▶ **BRIEF**
Please write out the complete listing that follows, exactly as it reads.
-- START SOURCE MATERIAL --
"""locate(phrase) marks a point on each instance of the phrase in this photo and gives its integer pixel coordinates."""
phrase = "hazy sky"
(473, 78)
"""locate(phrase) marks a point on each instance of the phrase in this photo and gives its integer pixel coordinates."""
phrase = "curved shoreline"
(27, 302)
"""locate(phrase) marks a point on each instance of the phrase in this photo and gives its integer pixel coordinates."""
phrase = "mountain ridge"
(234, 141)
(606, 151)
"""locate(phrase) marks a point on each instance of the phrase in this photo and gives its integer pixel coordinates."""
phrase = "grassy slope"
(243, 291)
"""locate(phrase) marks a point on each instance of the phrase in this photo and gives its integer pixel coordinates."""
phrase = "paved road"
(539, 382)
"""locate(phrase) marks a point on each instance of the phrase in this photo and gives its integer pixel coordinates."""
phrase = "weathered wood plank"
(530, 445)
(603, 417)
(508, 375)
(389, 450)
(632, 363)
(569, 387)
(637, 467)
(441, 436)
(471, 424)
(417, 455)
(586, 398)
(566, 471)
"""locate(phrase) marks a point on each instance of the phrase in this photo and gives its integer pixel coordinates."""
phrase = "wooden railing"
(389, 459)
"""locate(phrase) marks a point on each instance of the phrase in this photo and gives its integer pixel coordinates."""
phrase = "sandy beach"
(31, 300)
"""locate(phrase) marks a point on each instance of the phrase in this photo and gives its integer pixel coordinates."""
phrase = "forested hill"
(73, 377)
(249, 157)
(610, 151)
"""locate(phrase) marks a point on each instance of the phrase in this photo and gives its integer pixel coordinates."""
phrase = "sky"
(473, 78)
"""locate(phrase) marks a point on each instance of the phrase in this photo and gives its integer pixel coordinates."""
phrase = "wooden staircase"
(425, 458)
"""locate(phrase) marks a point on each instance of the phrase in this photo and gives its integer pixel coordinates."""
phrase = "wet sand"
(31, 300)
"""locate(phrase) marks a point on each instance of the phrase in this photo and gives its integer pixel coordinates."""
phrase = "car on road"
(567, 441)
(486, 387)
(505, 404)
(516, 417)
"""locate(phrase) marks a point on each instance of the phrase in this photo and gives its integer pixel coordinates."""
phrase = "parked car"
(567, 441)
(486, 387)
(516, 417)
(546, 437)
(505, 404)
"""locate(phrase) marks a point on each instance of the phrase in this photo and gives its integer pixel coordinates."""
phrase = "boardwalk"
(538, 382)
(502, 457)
-- END SOURCE MATERIAL --
▶ **REPLY TO THE EXERCISE**
"""locate(phrase) marks a point on each instance of the phrase in this photo and gives its integer pixel coordinates."""
phrase = "hazy sky"
(473, 78)
"""locate(phrase) marks a point on each instance of the phrase in this photo and gives its integer pixel coordinates."""
phrase = "curved shoreline"
(27, 302)
"""locate(phrase) marks a point on each instance of the phrase in this photo and gives its integer pixel coordinates."""
phrase = "mountain ridge"
(234, 141)
(606, 151)
"""locate(phrase) marks a point on each instance of the phrase in this photo and gives its integer pixel coordinates."""
phrase = "grassy slope"
(243, 291)
"""locate(phrase) marks a point on each instance of the phrase in this photo and gives its integer pixel coordinates."""
phrase = "paved road"
(539, 382)
"""locate(phrase) marks a point on each instance of the phrase in this photo and gives its integer pixel coordinates."""
phrase = "weathered wood plank"
(530, 445)
(603, 417)
(508, 375)
(389, 450)
(632, 363)
(569, 387)
(637, 467)
(441, 436)
(471, 424)
(417, 455)
(586, 398)
(566, 471)
"""locate(phrase) marks a point on each instance of the phrase in this photo and gives its integer pixel coordinates."""
phrase = "wooden railing"
(389, 459)
"""locate(phrase) marks a point on each instance of the phrase in this photo and gives its integer pixel coordinates."""
phrase = "sandy beach"
(31, 300)
"""locate(phrase) marks a point on each instance of the phrase in this photo and gives its integer pixel coordinates."""
phrase = "forested hill"
(73, 377)
(249, 157)
(610, 151)
"""locate(phrase) marks a point on each instance of the phrase in this photo and gives its integer pixel coordinates."""
phrase = "sky"
(473, 78)
"""locate(phrase) marks a point on each instance of the phrase in this photo and gives its integer pixel coordinates."""
phrase = "wooden staircase"
(425, 458)
"""locate(phrase) marks a point on each instance of the phrase in this photo and gives its integer pixel coordinates."""
phrase = "wet sand"
(31, 300)
"""locate(phrase) marks a point on each instance of the phrase in this photo and gives its integer pixel coordinates."""
phrase = "car on road"
(567, 441)
(486, 387)
(505, 404)
(516, 417)
"""locate(phrase) marks a point on each instance of the phrase in this photo and gives its integer pixel coordinates."""
phrase = "parked car"
(567, 441)
(486, 387)
(516, 417)
(546, 437)
(505, 404)
"""locate(phrase) marks a point on each instance of the phrase in this photo and gives its integer pixel coordinates."""
phrase = "boardwalk"
(538, 382)
(502, 457)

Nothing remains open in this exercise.